Given task: Format every line of the entries below as a numbered list, leaving out the blank lines.

Given information:
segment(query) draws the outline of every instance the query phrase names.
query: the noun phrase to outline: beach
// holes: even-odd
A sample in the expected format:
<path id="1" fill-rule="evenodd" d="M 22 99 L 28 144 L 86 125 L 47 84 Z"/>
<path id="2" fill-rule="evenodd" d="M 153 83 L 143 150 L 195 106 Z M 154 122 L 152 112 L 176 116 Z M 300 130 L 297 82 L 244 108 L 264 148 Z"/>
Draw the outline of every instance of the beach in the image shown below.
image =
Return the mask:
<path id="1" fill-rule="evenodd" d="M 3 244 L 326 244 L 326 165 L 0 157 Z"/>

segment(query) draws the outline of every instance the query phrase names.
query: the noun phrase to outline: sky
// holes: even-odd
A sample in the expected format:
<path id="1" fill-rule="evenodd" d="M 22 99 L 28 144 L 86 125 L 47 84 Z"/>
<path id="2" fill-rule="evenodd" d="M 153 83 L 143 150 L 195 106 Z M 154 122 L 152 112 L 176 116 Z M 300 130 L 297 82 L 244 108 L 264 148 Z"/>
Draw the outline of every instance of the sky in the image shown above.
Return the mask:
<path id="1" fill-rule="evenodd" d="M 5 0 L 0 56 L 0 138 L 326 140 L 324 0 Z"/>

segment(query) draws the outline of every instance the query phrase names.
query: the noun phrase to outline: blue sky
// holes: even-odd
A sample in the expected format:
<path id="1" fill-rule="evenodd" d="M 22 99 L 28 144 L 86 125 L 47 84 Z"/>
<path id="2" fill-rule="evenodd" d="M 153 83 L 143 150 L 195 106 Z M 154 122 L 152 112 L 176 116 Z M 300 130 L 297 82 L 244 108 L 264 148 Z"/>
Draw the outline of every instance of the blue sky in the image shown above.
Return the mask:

Response to this task:
1. segment(query) draws the outline of every instance the query phrase names.
2. query: the noun phrase to outline: beach
3. // holes: even-odd
4. A sample in the expected format:
5. <path id="1" fill-rule="evenodd" d="M 22 99 L 28 144 L 86 125 L 47 84 Z"/>
6. <path id="2" fill-rule="evenodd" d="M 153 83 L 143 150 L 195 106 Z M 154 122 L 152 112 L 176 116 Z M 300 130 L 297 82 L 244 108 L 264 148 Z"/>
7. Draw the outline of every instance of the beach in the image shown below.
8. image =
9. Return the mask:
10. <path id="1" fill-rule="evenodd" d="M 3 244 L 326 244 L 326 165 L 0 157 Z"/>
11. segment(query) draws the outline of every instance the query phrase names.
12. query: the noun phrase to outline: sky
13. // holes: even-odd
14. A sample in the expected format:
15. <path id="1" fill-rule="evenodd" d="M 22 99 L 28 144 L 86 125 L 47 84 Z"/>
16. <path id="2" fill-rule="evenodd" d="M 153 83 L 143 150 L 195 106 Z M 154 122 L 152 112 L 176 116 Z M 300 130 L 297 82 L 244 108 L 264 148 Z"/>
17. Draw the outline of every instance of the sky in the image shown above.
18. Return the mask:
19. <path id="1" fill-rule="evenodd" d="M 5 0 L 0 56 L 0 138 L 326 140 L 324 0 Z"/>
20. segment(query) draws the outline of every instance the query phrase names.
21. query: the noun phrase to outline: blue sky
22. // holes: even-odd
23. A sample in the expected format:
24. <path id="1" fill-rule="evenodd" d="M 22 99 L 28 144 L 86 125 L 47 84 Z"/>
25. <path id="2" fill-rule="evenodd" d="M 153 83 L 143 150 L 195 106 Z M 154 122 L 152 112 L 176 116 Z M 300 130 L 297 82 L 244 108 L 264 148 Z"/>
26. Draw the outline of every instance of the blue sky in the image shown above.
27. Return the mask:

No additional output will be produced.